● Exercise objective
How many lines in the material below contain the word "torii", with case counting? Give only the number.

───── Raw data ─────

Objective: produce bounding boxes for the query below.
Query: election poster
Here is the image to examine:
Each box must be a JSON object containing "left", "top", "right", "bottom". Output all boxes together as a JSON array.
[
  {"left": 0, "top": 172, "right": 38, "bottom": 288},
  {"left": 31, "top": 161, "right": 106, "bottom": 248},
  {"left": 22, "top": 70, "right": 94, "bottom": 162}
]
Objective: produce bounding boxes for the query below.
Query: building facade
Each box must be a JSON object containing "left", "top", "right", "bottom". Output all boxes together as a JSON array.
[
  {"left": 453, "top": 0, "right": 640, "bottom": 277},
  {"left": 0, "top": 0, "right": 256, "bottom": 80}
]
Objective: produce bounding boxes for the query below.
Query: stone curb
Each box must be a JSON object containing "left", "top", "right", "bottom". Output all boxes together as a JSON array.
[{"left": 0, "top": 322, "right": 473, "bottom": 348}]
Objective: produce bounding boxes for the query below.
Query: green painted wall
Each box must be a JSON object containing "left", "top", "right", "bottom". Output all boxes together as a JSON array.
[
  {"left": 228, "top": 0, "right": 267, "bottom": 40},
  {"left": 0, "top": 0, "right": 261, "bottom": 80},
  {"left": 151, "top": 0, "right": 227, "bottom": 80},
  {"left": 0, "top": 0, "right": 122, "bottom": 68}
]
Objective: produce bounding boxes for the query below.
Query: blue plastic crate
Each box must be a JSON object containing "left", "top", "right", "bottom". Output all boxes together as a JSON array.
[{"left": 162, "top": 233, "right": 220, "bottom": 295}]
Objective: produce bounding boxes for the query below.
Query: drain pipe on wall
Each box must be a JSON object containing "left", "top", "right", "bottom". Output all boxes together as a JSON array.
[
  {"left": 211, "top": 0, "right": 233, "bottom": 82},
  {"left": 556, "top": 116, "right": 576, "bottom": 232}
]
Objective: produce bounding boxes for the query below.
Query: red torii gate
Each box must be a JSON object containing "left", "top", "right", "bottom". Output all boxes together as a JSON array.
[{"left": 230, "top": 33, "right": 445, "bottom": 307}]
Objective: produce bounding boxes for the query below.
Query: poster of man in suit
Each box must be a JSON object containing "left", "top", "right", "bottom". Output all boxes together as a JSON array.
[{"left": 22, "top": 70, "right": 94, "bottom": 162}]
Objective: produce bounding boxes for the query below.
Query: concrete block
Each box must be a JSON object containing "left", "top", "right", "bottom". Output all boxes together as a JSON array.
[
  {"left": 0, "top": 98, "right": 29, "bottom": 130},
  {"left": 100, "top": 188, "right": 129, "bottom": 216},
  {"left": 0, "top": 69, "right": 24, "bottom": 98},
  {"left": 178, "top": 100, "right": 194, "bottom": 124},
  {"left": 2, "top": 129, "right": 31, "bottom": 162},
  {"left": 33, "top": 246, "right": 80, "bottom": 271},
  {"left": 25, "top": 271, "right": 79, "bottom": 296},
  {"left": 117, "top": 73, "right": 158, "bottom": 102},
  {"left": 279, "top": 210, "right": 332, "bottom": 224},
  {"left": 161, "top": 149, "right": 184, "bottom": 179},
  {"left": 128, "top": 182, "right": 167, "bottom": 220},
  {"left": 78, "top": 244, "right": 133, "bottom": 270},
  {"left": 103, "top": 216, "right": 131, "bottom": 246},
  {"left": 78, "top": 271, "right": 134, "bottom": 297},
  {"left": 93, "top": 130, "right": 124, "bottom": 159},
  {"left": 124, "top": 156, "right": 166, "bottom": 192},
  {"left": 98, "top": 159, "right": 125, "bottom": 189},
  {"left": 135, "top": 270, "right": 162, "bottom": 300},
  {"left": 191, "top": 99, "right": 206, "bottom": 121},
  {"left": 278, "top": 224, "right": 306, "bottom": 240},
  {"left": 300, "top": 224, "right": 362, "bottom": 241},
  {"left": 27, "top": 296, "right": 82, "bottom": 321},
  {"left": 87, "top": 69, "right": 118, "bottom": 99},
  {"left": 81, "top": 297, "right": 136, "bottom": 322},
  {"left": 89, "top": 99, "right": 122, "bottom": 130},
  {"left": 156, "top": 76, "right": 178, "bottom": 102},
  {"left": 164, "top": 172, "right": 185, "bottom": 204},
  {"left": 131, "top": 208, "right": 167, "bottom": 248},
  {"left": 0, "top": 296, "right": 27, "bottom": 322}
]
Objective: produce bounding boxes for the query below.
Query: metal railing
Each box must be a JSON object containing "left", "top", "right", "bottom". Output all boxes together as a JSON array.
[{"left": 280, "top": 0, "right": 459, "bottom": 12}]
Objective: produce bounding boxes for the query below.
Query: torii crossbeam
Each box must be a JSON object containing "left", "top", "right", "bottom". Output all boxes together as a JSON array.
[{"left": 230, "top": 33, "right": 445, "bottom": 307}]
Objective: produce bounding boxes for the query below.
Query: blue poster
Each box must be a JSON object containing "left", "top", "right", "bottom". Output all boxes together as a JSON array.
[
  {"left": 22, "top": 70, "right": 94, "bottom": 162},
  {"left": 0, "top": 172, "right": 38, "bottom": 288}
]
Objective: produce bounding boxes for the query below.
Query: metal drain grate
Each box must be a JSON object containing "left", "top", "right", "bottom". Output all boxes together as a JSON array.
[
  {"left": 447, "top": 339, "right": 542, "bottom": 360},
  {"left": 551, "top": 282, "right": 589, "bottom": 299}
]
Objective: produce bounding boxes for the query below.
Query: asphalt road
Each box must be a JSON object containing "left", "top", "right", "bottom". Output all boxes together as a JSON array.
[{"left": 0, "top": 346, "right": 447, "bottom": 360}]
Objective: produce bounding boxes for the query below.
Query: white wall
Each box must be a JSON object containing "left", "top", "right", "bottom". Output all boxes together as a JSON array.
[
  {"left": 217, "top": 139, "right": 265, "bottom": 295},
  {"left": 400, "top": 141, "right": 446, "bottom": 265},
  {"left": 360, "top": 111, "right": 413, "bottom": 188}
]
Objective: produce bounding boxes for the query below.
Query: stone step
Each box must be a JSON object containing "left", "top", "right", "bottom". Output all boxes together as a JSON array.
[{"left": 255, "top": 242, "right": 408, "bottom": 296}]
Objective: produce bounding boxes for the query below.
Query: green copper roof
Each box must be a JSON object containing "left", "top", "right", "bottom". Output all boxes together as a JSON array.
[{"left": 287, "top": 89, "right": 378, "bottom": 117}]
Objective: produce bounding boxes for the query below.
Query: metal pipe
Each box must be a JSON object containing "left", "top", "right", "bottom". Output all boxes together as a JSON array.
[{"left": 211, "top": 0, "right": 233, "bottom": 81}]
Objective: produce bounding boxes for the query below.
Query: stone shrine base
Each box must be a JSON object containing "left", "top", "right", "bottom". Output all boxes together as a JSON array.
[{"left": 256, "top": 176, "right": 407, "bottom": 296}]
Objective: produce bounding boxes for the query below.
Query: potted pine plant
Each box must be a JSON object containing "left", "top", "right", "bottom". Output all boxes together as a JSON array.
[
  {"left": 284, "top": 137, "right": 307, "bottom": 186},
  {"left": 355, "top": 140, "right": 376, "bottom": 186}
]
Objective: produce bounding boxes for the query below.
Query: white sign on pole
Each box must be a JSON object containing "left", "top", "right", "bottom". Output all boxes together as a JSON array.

─────

● Response for this exercise
2